PROVIDED PASSAGE »

Apple S.M., Menciotti G., Braz-Ruivo L., Crosara S., Häggström J., Borgarelli M. Effects of pimobendan on myocardial perfusion and pulmonary transit time in dogs with myxomatous mitral valve disease: a pilot study // Aust Vet J. 2016 Sep;94(9):324-8.
OBJECTIVES: To describe pulmonary transit time (nPTT) and myocardial perfusion (nMP) normalised to heart rate in dogs with stable ACVIM stage C myxomatous mitral valve disease (MMVD) and to assess short-term effects of pimobendan on these variables. We hypothesised that nPTT and nMP would increase in dogs with myxomatous mitral valve disease compared with normal dogs. Additionally, we hypothesised that treatment with pimobendan would decrease nMP and nPTT in dogs with MMVD.
DESIGN: Prospective, single-blind study involving 6 normal dogs and 12 dogs with MMVD.
METHODS: Dogs with MMVD were treated with enalapril and furosemide for at least 1 month prior to examination. All dogs underwent standard and contrast echocardiographic examinations at the beginning of the study (T0). At this time, myxomatous mitral valve disease dogs were randomly assigned to receive either pimobendan (0.4-0.6 mg/kg) or not. All dogs with MMVD were re-evaluated by standard and contrast echocardiography after 1 week (T1) and nPTT and nMP were measured.
RESULTS: nPTT was significantly increased in dogs with myxomatous mitral valve disease (P = 0.0063), compared with normal dogs. It was significantly decreased at T1 in dogs receiving pimobendan (P = 0.0250). The nMP was not significantly different in dogs with myxomatous mitral valve disease, compared with healthy dogs (P = 0.2552), and it was not significantly different at T1 in the treatment group (P = 0.8798).
CONCLUSIONS: Contrast echocardiography was a valid, complementary tool for echocardiographic analysis of dogs with MMVD. Pimobendan decreased nPTT in dogs affected by MMVD. Myocardial perfusion was not different in dogs with severe myxomatous mitral valve disease.

WORK ORDER 1 »
In the pimobendan study abstract, condense the paragraph beginning "RESULTS: nPTT was significantly increased" into a short bulleted list that keeps its main findings.
WORK ORDER 2 »
Copy from the pimobendan study abstract the part that opens with the words containing "METHODS: Dogs with" and closes with "nMP were measured.".

Referring expression pointing data »

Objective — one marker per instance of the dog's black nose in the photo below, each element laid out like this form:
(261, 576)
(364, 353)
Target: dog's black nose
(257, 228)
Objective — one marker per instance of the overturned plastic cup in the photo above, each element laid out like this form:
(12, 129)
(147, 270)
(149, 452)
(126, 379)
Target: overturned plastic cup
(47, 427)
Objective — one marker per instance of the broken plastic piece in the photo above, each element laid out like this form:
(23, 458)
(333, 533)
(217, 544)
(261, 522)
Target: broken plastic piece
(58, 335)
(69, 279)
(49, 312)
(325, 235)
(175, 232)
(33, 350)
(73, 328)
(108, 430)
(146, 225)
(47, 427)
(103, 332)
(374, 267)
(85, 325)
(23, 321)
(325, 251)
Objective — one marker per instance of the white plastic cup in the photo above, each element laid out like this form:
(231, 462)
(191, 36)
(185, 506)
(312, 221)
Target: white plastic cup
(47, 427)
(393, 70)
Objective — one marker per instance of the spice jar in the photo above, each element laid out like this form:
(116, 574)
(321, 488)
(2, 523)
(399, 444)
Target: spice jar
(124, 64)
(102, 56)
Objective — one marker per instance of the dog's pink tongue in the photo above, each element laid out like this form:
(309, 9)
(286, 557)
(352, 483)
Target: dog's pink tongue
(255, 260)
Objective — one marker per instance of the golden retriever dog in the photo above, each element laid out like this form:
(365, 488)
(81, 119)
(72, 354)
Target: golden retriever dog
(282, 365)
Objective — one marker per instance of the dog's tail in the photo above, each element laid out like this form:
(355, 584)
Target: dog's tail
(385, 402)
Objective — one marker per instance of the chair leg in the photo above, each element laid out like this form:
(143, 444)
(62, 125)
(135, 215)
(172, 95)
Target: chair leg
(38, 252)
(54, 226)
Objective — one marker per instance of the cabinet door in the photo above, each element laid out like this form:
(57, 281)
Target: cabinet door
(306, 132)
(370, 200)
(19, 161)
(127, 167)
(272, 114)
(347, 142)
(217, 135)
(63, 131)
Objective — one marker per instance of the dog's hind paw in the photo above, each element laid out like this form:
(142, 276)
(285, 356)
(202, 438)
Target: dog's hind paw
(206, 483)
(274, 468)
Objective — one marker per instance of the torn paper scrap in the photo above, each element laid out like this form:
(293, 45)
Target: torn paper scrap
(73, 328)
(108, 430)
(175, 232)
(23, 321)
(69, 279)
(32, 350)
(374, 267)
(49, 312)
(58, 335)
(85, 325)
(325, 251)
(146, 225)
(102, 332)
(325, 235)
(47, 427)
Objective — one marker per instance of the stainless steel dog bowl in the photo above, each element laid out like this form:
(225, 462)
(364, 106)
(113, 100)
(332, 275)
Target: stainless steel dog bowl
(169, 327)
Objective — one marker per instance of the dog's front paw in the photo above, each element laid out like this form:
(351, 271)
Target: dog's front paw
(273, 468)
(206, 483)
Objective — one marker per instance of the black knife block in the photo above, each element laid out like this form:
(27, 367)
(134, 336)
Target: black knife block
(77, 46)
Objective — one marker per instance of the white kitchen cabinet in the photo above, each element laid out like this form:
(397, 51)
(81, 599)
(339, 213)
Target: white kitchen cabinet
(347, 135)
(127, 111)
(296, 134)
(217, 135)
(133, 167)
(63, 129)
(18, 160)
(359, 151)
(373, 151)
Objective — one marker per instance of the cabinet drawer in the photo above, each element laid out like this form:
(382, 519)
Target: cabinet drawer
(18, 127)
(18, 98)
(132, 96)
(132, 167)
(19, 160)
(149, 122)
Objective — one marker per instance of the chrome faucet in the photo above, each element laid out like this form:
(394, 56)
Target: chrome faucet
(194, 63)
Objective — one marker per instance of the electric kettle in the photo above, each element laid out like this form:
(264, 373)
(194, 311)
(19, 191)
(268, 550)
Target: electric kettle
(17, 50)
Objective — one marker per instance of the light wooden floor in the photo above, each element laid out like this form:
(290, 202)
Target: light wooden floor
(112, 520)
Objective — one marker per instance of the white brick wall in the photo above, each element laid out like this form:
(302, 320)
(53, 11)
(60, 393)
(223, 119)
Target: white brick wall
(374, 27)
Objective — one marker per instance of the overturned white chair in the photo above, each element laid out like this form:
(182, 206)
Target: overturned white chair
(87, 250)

TASK RESULT 1 »
- nPTT was significantly higher in dogs with myxomatous mitral valve disease than in normal dogs (P = 0.0063).
- nPTT fell significantly at T1 in dogs given pimobendan (P = 0.0250).
- nMP did not differ significantly between dogs with myxomatous mitral valve disease and healthy dogs (P = 0.2552).
- nMP did not change significantly at T1 in the treatment group (P = 0.8798).

TASK RESULT 2 »
METHODS: Dogs with MMVD were treated with enalapril and furosemide for at least 1 month prior to examination. All dogs underwent standard and contrast echocardiographic examinations at the beginning of the study (T0). At this time, myxomatous mitral valve disease dogs were randomly assigned to receive either pimobendan (0.4-0.6 mg/kg) or not. All dogs with MMVD were re-evaluated by standard and contrast echocardiography after 1 week (T1) and nPTT and nMP were measured.